**SOURCE EXTRACT**

——

Packaging options for color cosmetics, fragrance and personal care products are about as varied as the products they contain. And in an industry where speed to market can make or break a brand, the immediate availability of customizable stock packaging has become a go-to resource for both emerging and existing brands hoping to create a distinctive impression without breaking the bank.
“Beauty consumers are craving newness at such a fast pace that stock packaging is helping brands react and get product to the market more quickly,” says Jessica Cahalen Tarangioli, vice president of business development, Fusion Packaging, Dallas, TX.
Fusion markets a wide range of stock packaging and componentry, including airless bottles and tubes, droppers, prestige jars, direct applicators, compacts, lipsticks, lip gloss and beauty sticks. “Our stock packages come in a variety of sizes, have a reasonable minimum order quantity and are ready for production—meaning no tooling time or costs associated,” Tarangioli says, pointing out how attractive this prospect is to brands. “They can easily and quickly enhance and customize our stock packages to fit their unique visual identity through a wide range of decoration processes.”

——

**WHAT YOU ARE ASKED TO DO**
Can you echo the stock packaging passage word for word, from "Packaging options for" up to and including "Packaging, Dallas, TX."? Rely only on the stock packaging passage for your answers.

Image point grounding listing
——

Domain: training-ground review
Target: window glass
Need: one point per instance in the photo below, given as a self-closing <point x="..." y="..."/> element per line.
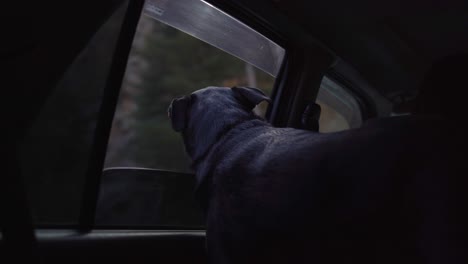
<point x="179" y="47"/>
<point x="339" y="109"/>
<point x="55" y="152"/>
<point x="165" y="63"/>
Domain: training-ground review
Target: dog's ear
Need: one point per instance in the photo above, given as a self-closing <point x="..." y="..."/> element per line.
<point x="177" y="112"/>
<point x="250" y="96"/>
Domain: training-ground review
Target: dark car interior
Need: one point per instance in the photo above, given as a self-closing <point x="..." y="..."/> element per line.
<point x="382" y="51"/>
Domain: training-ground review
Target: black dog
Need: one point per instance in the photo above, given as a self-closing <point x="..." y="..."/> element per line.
<point x="282" y="195"/>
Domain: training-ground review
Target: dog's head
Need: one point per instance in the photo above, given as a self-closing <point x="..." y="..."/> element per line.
<point x="202" y="115"/>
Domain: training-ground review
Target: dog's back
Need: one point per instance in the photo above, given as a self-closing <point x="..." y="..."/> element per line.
<point x="377" y="194"/>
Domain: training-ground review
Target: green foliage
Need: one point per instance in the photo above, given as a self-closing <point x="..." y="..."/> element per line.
<point x="178" y="65"/>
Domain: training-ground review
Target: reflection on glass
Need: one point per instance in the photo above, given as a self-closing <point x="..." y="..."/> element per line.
<point x="339" y="109"/>
<point x="165" y="63"/>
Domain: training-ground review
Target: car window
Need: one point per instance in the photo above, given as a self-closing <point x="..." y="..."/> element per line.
<point x="179" y="47"/>
<point x="55" y="151"/>
<point x="176" y="51"/>
<point x="339" y="108"/>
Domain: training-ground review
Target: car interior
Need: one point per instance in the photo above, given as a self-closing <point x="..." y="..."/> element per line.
<point x="82" y="185"/>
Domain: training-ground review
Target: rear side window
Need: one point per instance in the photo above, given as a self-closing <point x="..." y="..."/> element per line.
<point x="55" y="152"/>
<point x="179" y="49"/>
<point x="180" y="46"/>
<point x="339" y="108"/>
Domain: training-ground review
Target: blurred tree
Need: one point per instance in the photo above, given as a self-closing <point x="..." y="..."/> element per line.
<point x="178" y="64"/>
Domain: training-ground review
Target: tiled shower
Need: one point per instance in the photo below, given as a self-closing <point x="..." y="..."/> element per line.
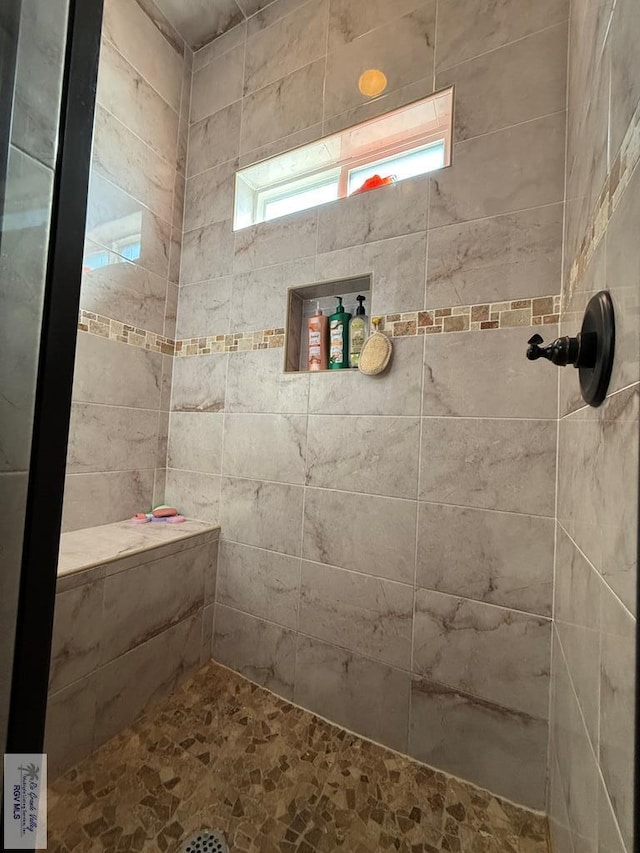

——

**TASK RESPONSE**
Packaging options for color cosmetics, fragrance and personal care products are about as varied as the products they contain. And in an industry where speed to market can make or break a brand, the immediate availability of customizable stock packaging has become a go-to resource for both emerging and existing brands hoping to create a distinctive impression without breaking the bank.
“Beauty consumers are craving newness at such a fast pace that stock packaging is helping brands react and get product to the market more quickly,” says Jessica Cahalen Tarangioli, vice president of business development, Fusion Packaging, Dallas, TX.